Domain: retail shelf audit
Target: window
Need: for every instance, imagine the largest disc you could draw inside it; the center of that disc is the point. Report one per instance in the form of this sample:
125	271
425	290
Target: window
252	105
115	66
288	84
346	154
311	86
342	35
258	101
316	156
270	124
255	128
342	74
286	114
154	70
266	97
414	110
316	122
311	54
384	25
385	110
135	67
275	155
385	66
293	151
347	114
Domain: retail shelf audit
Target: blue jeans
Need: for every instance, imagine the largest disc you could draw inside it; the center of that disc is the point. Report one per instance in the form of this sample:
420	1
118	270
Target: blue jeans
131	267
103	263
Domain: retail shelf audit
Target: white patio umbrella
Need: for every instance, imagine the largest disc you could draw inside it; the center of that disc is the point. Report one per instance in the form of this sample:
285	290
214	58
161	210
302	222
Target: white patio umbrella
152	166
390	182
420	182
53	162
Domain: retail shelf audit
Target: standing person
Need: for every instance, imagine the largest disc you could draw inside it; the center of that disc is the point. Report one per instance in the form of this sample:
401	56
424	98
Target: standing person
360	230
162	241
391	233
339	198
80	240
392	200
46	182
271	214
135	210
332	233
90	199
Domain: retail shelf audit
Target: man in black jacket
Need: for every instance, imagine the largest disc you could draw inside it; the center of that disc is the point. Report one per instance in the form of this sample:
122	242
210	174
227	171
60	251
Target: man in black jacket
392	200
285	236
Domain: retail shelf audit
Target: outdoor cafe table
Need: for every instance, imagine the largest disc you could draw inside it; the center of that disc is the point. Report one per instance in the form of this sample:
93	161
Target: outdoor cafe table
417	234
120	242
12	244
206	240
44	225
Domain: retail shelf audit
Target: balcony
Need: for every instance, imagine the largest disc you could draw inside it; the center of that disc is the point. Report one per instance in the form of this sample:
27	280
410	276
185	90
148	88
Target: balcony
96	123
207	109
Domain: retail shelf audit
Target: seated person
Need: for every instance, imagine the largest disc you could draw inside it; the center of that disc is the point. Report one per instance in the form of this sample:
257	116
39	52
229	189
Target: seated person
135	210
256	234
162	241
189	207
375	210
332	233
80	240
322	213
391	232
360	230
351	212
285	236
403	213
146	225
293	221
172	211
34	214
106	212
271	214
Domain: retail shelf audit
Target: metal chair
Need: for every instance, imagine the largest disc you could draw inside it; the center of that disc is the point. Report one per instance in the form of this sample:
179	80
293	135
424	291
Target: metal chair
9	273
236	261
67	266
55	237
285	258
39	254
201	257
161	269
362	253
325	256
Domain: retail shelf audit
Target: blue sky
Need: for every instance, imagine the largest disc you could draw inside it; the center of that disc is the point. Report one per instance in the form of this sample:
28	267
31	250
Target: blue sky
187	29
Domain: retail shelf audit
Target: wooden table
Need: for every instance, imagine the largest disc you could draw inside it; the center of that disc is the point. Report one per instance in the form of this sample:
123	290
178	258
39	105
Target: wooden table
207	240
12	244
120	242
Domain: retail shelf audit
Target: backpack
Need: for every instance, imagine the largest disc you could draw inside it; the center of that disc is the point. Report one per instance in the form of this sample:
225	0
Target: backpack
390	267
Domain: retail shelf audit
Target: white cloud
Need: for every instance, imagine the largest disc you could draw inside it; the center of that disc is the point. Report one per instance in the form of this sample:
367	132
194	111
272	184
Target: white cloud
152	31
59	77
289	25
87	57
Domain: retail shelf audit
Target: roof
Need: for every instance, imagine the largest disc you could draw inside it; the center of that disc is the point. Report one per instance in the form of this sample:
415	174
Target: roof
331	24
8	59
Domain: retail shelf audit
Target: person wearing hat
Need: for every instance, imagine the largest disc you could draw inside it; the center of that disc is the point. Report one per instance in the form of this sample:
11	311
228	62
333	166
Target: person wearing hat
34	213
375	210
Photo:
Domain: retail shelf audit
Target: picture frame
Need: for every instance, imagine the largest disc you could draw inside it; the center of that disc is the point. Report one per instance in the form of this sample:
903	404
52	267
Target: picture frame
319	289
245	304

> [Task goal]:
Output the full set of entries exactly as they were given.

> [Solution]:
Domain: retail shelf audit
Target: window
Need: for every instance, imagine the largest disc you could draw inside it; the center of that disc is the point. Report one per instance in the form of this sample:
125	271
425	290
Target: window
252	105
115	66
288	84
346	154
311	86
342	35
258	101
316	156
270	124
255	128
342	74
286	114
154	70
266	97
414	110
316	122
311	54
384	25
385	110
135	67
275	155
385	66
293	151
347	114
Domain: retail shelf audit
Target: blue jeans
Need: for every instance, imagine the largest disc you could draw inside it; the center of that disc is the point. Report one per instance in the form of this sample:
420	1
118	270
Target: blue jeans
131	267
103	263
Domain: retail shelf audit
Target: white patio umbrella
Need: for every instance, imagine the largest disc you could draw inside it; the center of that disc is the point. Report one per instance in the form of this sample:
285	290
214	58
161	210
302	222
Target: white patio umbrella
152	166
390	182
420	182
53	162
Domain: retail shelf audit
Target: standing person
Need: for every instance, imagine the largest disc you could draw inside it; the center of that disc is the point. Report one per instance in the form of this sample:
401	56
424	98
Target: standing person
360	230
162	241
391	233
339	198
80	240
392	200
46	182
271	214
135	210
332	233
90	199
Domain: retail shelf audit
Target: man in black jacket
Need: for every instance, imagine the largest disc you could draw inside it; the center of that disc is the point. Report one per instance in the form of this sample:
122	242
210	174
227	171
60	251
Target: man in black jacket
392	200
285	236
Domain: retail shelf audit
Target: outdoor cafe table
Need: for every instance, imagine the largest disc you could draw inside it; the center of that disc is the point. Report one per instance in the form of this sample:
93	161
Target: outdoor cafe table
417	234
120	242
12	244
206	240
44	225
Domain: retail shelf audit
Target: balcony
Need: for every instance, imagine the largest disc you could draw inside it; the center of that disc is the point. Report one per instance in the form of this sample:
27	280
410	276
185	90
148	88
Target: balcony
96	123
207	109
Domain: retail shelf audit
Target: seated person
Need: for every instance, imagine the largest disc you could draw inside it; the center of that disc is the point. Report one per instance in the form of this sample:
257	116
39	52
229	189
Target: seated person
135	210
256	234
162	241
189	207
375	210
332	233
80	240
322	213
391	232
360	230
351	212
285	236
403	213
146	225
293	221
172	211
34	214
106	212
271	214
Domain: retail shelf audit
Target: metal chair
Need: for every instance, imagine the largest disc you could draw inside it; the center of that disc is the point. Report one per instance in the form of this sample:
179	80
293	135
424	291
Target: metal chair
9	273
236	261
67	266
55	237
285	258
39	254
201	257
161	269
362	253
325	256
Domain: retail shelf audit
Target: blue sky
Need: for every instance, imagine the largest disc you could draw inside it; the center of that disc is the point. Report one per instance in the form of this sample:
28	267
31	250
Target: blue sky
187	29
Domain: retail shelf audit
Target: wooden table
Need: for every instance, imagine the largest disc you could draw inside it; the center of that disc is the point. Report one per instance in the form of this sample:
123	290
178	258
39	105
Target: wooden table
207	240
12	244
120	242
Domain: retail shelf audit
Target: backpack
Need: for every instance, imagine the largest disc you could draw inside it; the center of that disc is the point. Report one per instance in the form of this sample:
225	0
Target: backpack
390	267
Domain: retail shelf audit
Target: white cloud
Need: for every instance, imagine the largest disc you could draw inside it; the center of that disc is the point. Report one per instance in the form of this sample:
367	132
194	111
272	184
Target: white cloud
152	31
59	77
289	25
87	57
Domain: retail shelf audit
Target: roof
Need: for every instance, imagine the largest disc you could draw inside it; the center of that disc is the point. Report one per instance in the form of this sample:
415	174
Target: roof
331	24
8	59
Domain: retail shelf audit
Target: person wearing hat
Need: for every instance, imagine the largest disc you could draw inside it; the center of that disc is the point. Report one per instance in the form of this sample:
11	311
228	62
333	166
Target: person wearing hat
34	213
375	210
Photo:
Domain: retail shelf audit
Target: picture frame
Need: for every instance, imagine the largest disc you could draw inside it; the center of that disc is the point. Report one per instance in the form of this sample:
903	404
52	267
Target: picture frame
319	289
245	304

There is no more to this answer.